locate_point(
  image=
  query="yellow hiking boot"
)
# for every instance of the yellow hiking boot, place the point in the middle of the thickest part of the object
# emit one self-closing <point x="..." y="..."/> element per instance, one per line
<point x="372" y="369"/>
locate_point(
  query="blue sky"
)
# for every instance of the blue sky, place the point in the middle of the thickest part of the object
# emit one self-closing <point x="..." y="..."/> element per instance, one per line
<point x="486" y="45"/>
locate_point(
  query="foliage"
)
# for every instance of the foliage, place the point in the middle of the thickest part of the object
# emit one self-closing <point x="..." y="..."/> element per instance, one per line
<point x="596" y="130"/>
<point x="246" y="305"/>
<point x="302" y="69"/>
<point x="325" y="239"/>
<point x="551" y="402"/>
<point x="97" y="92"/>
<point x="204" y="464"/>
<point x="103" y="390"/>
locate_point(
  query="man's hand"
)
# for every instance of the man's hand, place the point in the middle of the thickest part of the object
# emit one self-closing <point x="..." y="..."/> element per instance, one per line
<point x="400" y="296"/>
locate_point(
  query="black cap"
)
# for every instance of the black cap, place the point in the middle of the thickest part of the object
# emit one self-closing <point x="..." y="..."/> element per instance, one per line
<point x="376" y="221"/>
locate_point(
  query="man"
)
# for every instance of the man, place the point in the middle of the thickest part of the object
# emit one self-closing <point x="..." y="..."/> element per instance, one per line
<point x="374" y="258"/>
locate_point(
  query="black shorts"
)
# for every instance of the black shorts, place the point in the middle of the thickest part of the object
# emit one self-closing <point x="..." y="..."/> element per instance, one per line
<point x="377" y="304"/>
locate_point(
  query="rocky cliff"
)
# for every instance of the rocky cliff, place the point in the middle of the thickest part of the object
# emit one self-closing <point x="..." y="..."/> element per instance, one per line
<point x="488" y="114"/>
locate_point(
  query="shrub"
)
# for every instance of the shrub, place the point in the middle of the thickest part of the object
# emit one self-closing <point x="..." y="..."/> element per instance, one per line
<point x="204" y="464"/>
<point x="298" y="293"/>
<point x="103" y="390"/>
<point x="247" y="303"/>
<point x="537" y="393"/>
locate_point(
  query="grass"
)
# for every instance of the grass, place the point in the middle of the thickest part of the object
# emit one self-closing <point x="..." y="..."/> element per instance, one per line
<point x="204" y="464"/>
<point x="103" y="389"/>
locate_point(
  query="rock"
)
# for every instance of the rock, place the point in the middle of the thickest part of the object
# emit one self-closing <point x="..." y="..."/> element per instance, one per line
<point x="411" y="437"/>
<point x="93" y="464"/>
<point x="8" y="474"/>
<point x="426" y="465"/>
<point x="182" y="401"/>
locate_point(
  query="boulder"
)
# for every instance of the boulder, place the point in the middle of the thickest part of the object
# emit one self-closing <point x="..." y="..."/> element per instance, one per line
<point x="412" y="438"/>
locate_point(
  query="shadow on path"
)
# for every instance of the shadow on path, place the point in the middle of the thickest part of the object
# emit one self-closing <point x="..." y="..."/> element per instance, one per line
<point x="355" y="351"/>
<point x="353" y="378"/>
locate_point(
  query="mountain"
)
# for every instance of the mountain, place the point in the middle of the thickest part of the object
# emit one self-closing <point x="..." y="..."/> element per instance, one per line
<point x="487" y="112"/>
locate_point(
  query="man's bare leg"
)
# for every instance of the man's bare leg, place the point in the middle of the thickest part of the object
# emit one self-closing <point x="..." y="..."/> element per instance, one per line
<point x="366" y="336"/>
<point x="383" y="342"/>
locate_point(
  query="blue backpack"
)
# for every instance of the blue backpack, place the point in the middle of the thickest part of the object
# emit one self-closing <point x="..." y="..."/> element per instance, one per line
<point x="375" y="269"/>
◇ ◇ ◇ ◇ ◇
» **TRY IT**: In the records above, the line with "# for every instance of the yellow" marks the start and the line with "# for every instance of the foliage, place" marks the end; copy that stretch exactly, both lines included, and nothing else.

» **RESULT FOR THIS TASK**:
# for every instance of the yellow hiking boot, place the point in the middle of the thickest part of the object
# emit one self-closing <point x="..." y="..."/> element per instance, one per line
<point x="372" y="369"/>
locate_point(
  query="blue sky"
)
# for every instance of the blue sky, place the point in the middle of the thickest part of the object
# emit one self-closing <point x="..." y="..."/> element per instance, one per line
<point x="486" y="45"/>
locate_point(
  query="foliage"
)
# for every instance of the foliage, place the point in the middle of the thickest part of the object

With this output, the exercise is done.